╭─ EXTRACTED TEXT

Historically, Natchez was a town of two halves: high above the river were the streets filled with cotton barons’ mansions, each one as ornate as a wedding cake; below was the rough-and-tumble port. ‘Natchez Under-The-Hill was once considered America’s version of Sodom, the most dangerous spot on the whole Mississippi,’ says John Dicks, a local mechanic and carpenter. ‘Mark Twain passed through here in the mid 1800s and described it as full of “fisticuffing and killing among the riff-raff”.’
I buy us a round of beers at the Under-The-Hill Saloon, a place once frequented by gamblers and cut-throats. ‘It was a thriving port back then,’ says Dicks as we stare out at the river, its waters running as dark as molasses and boiling with fierce undercurrents. ‘Cotton was loaded onto paddleboats here before being shipped to England for their textile industry. Cotton was king, but it came at a price. Natchez had the biggest slave market in the state. But that’s the South for you, the two sides of the coin. The folks are real friendly. We’ll fatten you up with good food, and get you drunk while we chew your ears off. But there’s no escaping our history.’





Some three hours later I reach journey’s end in New Orleans, and head straight for the Vieux Carre or French Quarter, the city’s oldest neighbourhood, joining the throng along Bourbon Street where a Second Line brass band is weaving its way through crowds of raucous revellers dressed in the full plumage of the bachelor and bachelorette party: Stetsons, feather boas and Mardi Gras beads.
I walk the street’s full length of 13 blocks – a boozy, woozy mix of jazz joints, voodoo stores and all-day hangovers, before peeling away to explore the quarter’s quieter side streets, where intricate wrought-iron balconies drip with tropical greenery, and horses’ heads top the street posts.
Elegant carriages were once tethered here by their affluent owners, who indulged in sophisticated escapes from the heat and humidity of the plantations with rich food, fine arts and much drinking.
NEED TO KNOW
Getting there There are international airports at both Nashville and New Orleans.
Best time to go Year-round, though it’s best to avoid the high heat and humidity of July & August. Keep an eye on the calendar for the wealth of music festivals.
Where to stay Central Station Hotel (Memphis); Travelers Hotel (Clarksdale); One11 Hotel (New Orleans).
Food Barbecue is a highlight here: Charlie Vergos’ Rendezvous restaurant in Memphis is justifiably famous for its dry-rub barbecue meats, Ramon’s diner in Clarksdale is a local institution. In New Orleans, try turtle soup at Brennan’s, beignets at Café du Monde and Creole classics at Dooky Chase’s.

╰─

## TASK DESCRIPTION
Replace "calendar" with "schedule" in the travel text from "Best time to" to "Hotel (New Orleans).", and give that passage again. The records come from a separate source.

╭─ RECORD EXTRACTS

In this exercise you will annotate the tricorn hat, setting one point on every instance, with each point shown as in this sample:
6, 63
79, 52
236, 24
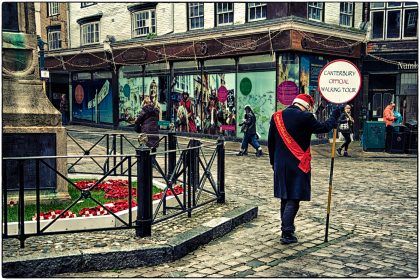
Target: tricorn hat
305, 100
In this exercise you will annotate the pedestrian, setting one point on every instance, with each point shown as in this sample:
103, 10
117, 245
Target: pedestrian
345, 126
186, 102
148, 119
250, 133
389, 118
64, 108
289, 142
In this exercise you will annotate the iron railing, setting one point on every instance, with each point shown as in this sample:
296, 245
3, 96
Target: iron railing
187, 167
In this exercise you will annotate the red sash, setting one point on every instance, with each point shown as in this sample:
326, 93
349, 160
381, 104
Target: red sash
292, 145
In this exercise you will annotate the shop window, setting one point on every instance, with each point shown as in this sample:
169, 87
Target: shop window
257, 11
378, 25
408, 84
256, 89
144, 23
90, 33
224, 13
53, 9
393, 24
195, 15
54, 38
9, 16
394, 4
410, 23
346, 14
315, 11
393, 21
377, 5
87, 4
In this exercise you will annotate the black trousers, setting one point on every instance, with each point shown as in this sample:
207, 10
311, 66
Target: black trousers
347, 140
288, 211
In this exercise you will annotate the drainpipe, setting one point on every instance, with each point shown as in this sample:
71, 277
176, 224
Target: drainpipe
173, 17
68, 26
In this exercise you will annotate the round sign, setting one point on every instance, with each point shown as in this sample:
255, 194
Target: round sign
222, 93
339, 81
126, 90
245, 86
79, 94
286, 92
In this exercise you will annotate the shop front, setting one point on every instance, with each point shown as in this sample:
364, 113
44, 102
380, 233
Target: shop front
92, 97
391, 76
217, 76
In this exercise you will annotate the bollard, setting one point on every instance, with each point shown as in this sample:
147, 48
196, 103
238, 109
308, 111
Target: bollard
196, 167
5, 203
144, 192
221, 169
21, 210
171, 161
189, 177
114, 148
172, 155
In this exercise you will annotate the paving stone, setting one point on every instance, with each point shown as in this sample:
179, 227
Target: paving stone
364, 240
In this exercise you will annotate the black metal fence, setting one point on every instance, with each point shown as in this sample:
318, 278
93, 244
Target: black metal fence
188, 167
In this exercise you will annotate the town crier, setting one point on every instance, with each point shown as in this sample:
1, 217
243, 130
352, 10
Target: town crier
289, 141
186, 102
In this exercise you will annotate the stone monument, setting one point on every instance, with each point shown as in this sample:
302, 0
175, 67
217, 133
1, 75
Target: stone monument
31, 124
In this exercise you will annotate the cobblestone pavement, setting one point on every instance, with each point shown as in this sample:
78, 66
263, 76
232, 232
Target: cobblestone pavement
373, 223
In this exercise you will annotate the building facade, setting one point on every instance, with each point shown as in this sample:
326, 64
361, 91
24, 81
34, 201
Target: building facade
390, 68
233, 54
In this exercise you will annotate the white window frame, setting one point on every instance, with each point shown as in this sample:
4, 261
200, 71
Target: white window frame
403, 23
255, 6
388, 5
348, 13
191, 17
383, 23
150, 24
54, 38
314, 5
83, 36
386, 9
225, 10
375, 3
87, 4
386, 26
53, 8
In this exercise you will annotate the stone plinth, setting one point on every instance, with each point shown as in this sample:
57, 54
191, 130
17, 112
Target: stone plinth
31, 124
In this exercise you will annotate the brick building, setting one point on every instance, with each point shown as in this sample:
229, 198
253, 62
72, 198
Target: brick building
241, 52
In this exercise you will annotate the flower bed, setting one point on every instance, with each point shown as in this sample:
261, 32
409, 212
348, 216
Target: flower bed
114, 189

╰─

## YOUR SOLUTION
Best time to go Year-round, though it’s best to avoid the high heat and humidity of July & August. Keep an eye on the schedule for the wealth of music festivals.
Where to stay Central Station Hotel (Memphis); Travelers Hotel (Clarksdale); One11 Hotel (New Orleans).